TO DO: Your task is to transcribe all of the records exactly and leave out the pictures.

-------- AVAILABLE DATA

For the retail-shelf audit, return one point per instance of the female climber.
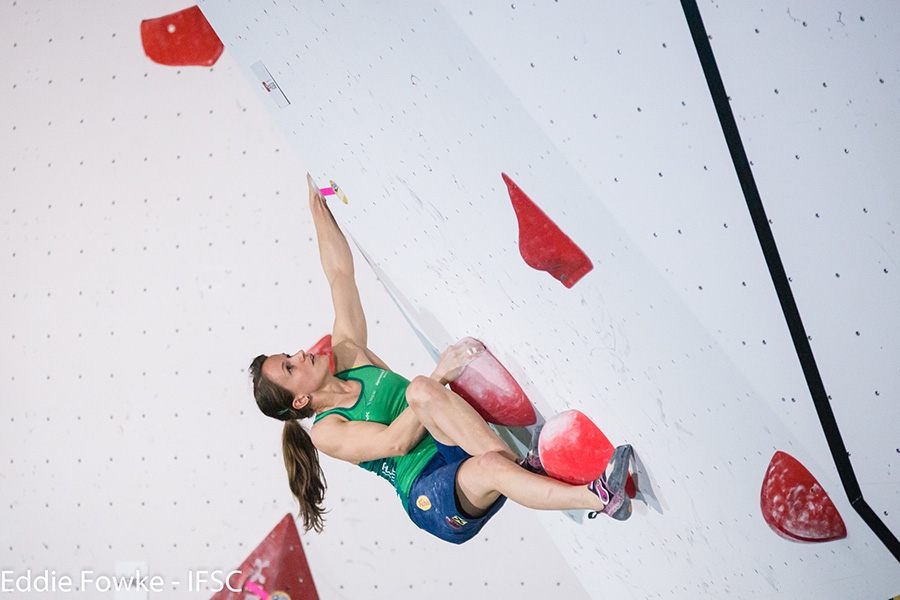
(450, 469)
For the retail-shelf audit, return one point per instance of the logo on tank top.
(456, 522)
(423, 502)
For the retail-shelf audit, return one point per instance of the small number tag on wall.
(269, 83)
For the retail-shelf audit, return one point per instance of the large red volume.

----------------

RESULT OF THE TASK:
For the retail-shelf audit, return one point per instance of the female climber.
(450, 469)
For the retail-shelf audit, return one point per instance of the logo on tank top.
(456, 522)
(423, 502)
For the retail-shelf audit, return one point per instance of the small number tag on wall.
(269, 83)
For the retail-shelf audit, return one point per instance of the large red volume.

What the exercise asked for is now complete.